The book of Enoch (technically 1 Enoch) is pseudepigrapha (meaning “false writings), part of a collection of writings that were not written by the person claimed as the author. Furthermore, the Enochian writings were written long after Enoch during the time of God’s 400 years of silence (more on that later).

This book is part of a larger group of pseudepigraphal writings called the Enochian writings or the Enochian tradition. It is complex and a bit confusing, but specialists in these texts have emerged from scholarly study. The book called 1 Enoch was never accepted as God’s word by the Jews and has many strikes against it despite the arguments that it was or should be in the biblical canon. It certainly has value from historical and scholarly viewpoints, but the reasons for rejecting it as inspired are overwhelming.

Corruption Came from Azazel?

The book of 1 Enoch contains teachings that the earth was corrupted by Azazel, who is not even a character in the Bible. According to Scripture, earth and man were corrupted by the sin of Adam and Eve (Romans 5:15-17; 1 Cor. 15:21-11). The book of Enoch states:

“And the whole earth has been corrupted through the works that were taught by Azazel: to him ascribe all sin.” (1 Enoch 10:8)

versus God’s word:

Therefore, just as through one man sin entered into the world, and death through sin, and so death spread to all mankind, because all sinned. Romans 5:12

For since by a man came death, by a man also came the resurrection of the dead. First Corinthians 15:21

The word Azazel in Leviticus 16:22 is translated as scapegoat. It means removes from. It is not a proper name in the Bible but in the book of Enoch, it is. This comes from Jewish legends in which Azazel is the name for a demon or evil spirit:

Azazel, in Jewish legends, a demon or evil spirit to whom, in the ancient rite of Yom Kippur (Day of Atonement), a scapegoat was sent bearing the sins of the Jewish people. Two male goats were chosen for the ritual, one designated by lots “for the Lord,” the other “for Azazel” (Leviticus 16:8). – From Encyclopedia Britannica

Although some speculate this word in Leviticus might refer to an evil spirit or to Satan, the predominant view is that it does not. One Bible commentator addresses this:

The word [Azazel] occurs only here, so that we have no help from other passages. It seems to come from a root meaning ‘to drive away,’ and those who take it to be a proper name, generally suppose it to refer to some malignant spirit, or to Satan, and interpret it as meaning ‘a fiend whom one drives away,’ or, sometimes, ‘who drives away.’ The vindication of such an interpretation is supposed to lie in the necessity of finding a complete antithesis in the phrase to the ‘for Jehovah’ of the previous clause in Leviticus 16:8. But it is surely sacrificing a good deal to rhetorical propriety to drag in an idea so foreign to the Pentateuch, and so opposed to the plain fact, that both goats were one sin offering {Leviticus 16:5}, in order to get a pedantically correct antithesis. In the absence of any guidance from usage, certainty as to the meaning of the word is unattainable. But there seems no reason, other than that of the said antithesis, against taking it to mean removal or dismissal, rather than ‘a remover.’ The Septuagint translates it in both ways: as a person in Leviticus 16:8, and as ‘sending away’ in Leviticus 16:10. If the latter meaning be adopted, then the word just defines the same purpose as is given more at length in Leviticus 16:22, namely, the carrying away of the sins of the congregation. The logical imperfection of the opposition in Leviticus 16:8 would then be simply enough solved by the fact that while both goats were ‘for the Lord,’ one was destined to be actually offered in sacrifice, and the other to be ‘for dismissal.’ The incomplete contrast testifies to the substantial unity of the two, and needs no introduction, into the most sacred rite of the old covenant, of a ceremony which looks more like demon-worship than a parable of the great expiation for a world’s sins. – From McLaren’s commentary on Bible Hub commentary page for Lev. 16:22

In other words, why would a sacrifice be made to an evil spirit or to Satan? There is no support for this idea in Scripture. Both goats were part of one sacrifice for the Lord. The meaning of Azazel is, at the very least, disputed, and cannot be used as the basis of any doctrine.

## Aim of the task
Condense the paragraph of the text on the book of Enoch that begins "This book is part of a larger group" into a short bulleted list that keeps its main facts.

## Record list
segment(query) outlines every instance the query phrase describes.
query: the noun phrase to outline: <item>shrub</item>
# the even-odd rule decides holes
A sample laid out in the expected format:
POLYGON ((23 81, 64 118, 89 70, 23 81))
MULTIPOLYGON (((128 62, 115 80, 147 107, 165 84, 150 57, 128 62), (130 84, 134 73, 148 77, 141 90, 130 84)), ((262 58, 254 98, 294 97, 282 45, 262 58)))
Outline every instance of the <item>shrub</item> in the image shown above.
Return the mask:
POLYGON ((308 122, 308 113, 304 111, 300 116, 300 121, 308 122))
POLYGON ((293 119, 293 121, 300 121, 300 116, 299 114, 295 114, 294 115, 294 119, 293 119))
* * *
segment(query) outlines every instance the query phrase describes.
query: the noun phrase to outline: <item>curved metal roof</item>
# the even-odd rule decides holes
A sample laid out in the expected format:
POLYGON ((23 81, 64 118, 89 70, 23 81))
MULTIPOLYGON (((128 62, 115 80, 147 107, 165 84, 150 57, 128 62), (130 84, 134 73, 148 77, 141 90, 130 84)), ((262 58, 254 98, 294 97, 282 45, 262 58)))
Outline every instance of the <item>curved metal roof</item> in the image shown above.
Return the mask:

## Output for this exercise
- 1 Enoch belongs to a larger group of pseudepigraphal writings called the Enochian writings or Enochian tradition.
- This tradition is complex and a bit confusing, and scholarly study has produced specialists in these texts.
- The Jews never accepted 1 Enoch as God's word.
- Despite arguments that it was or should be in the biblical canon, it has many strikes against it.
- It has historical and scholarly value, but the reasons for rejecting it as inspired are overwhelming.